TESTO FORNITO:

::::::::

Aristotele, nell’Etica Nicomachea, parla del legame tra la parresia e il coraggio, di una sorta di patto tra colui che si assume il rischio di dire la verità e colui che accetta di sentirla e di accogliere come vera la verità da lui sentita.
Veritatem facere: fare verità significa fabbricare qualcosa, dunque il momento del fare veritativo, definito aleturgia, implica il compimento di atti. Quando, in analisi, “facciamo la verità” ci occupiamo del particolare e cioè di quell’uomo, inserito nella sua storia e nel suo contesto storico-sociale. Tuttavia i fattori di produzione del processo veritativo si situano tra ontologia ed epistemologia. E’ possibile che dall’ontologia emerga il sapere, ἐπιστήμη?
Si tratta di una realtà oggettiva e immutabile o di un costrutto che affiora attraverso processi di pensiero e di azione per cui “fare la verità” diventa un atto che coinvolge la mente e il corpo?
Il metodo, μέθοδος, inteso come via ripetibile, può essere concepito come verità e rappresenta un fare attraverso il quale l’uomo vuole giungere alla verità. Il metodo è legato alla ripetibilità di un processo che conduce a un sapere. Ma non è forse un equivoco sovrapporre una teoria della verità con una teoria della scienza? Eccoci davanti alla sfida per chi ritiene che il concetto di verità sia monopolio di una sola disciplina e di un solo indirizzo del sapere.

::::::::

CONSEGNA:
Stabilisci se le affermazioni (a), (b) e (c) concordano con il brano sulla verità. Per ciascuna rispondi sì o no e riporta le parole del brano che lo decidono.
(a) Aristotele tratta del legame tra parresia e coraggio nell'Etica Nicomachea.
(b) Il momento del fare veritativo viene chiamato ontologia.
(c) Il metodo è inteso come una via irripetibile.

[Materiale]

::::::::

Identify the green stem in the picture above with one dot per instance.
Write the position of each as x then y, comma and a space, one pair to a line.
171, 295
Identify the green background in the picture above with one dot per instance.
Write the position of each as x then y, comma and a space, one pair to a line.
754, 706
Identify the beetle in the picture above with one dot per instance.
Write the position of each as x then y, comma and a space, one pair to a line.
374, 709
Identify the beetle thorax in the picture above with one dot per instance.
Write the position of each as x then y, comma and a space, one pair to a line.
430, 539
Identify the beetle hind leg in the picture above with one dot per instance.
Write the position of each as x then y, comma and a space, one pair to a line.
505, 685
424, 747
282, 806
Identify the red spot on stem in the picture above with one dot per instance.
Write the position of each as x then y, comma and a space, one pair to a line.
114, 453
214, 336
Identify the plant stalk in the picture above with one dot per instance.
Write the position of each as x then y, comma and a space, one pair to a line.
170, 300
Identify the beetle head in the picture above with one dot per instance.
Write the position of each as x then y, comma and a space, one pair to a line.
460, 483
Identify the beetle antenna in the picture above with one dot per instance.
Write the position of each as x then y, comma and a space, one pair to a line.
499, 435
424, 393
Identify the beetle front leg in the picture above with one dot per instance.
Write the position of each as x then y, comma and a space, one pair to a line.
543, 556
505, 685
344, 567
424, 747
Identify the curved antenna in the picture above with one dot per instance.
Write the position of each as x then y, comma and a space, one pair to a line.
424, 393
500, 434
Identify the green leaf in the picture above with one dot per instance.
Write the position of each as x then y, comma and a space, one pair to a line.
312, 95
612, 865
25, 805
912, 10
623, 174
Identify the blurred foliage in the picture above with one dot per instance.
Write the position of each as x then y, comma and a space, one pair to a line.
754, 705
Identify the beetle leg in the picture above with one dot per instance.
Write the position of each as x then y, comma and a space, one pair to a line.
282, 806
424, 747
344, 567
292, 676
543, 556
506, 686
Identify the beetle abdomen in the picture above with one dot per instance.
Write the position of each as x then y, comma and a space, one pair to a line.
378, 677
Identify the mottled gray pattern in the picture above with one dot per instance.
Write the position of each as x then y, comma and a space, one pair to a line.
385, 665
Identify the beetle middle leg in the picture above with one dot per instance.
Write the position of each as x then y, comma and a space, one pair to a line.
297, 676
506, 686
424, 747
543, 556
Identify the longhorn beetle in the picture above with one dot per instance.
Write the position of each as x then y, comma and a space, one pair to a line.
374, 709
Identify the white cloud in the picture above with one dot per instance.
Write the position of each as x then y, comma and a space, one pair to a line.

::::::::

SOLUZIONE:
(a) Sì: «Aristotele, nell’Etica Nicomachea, parla del legame tra la parresia e il coraggio».
(b) No: «il momento del fare veritativo, definito aleturgia».
(c) No: «Il metodo, μέθοδος, inteso come via ripetibile».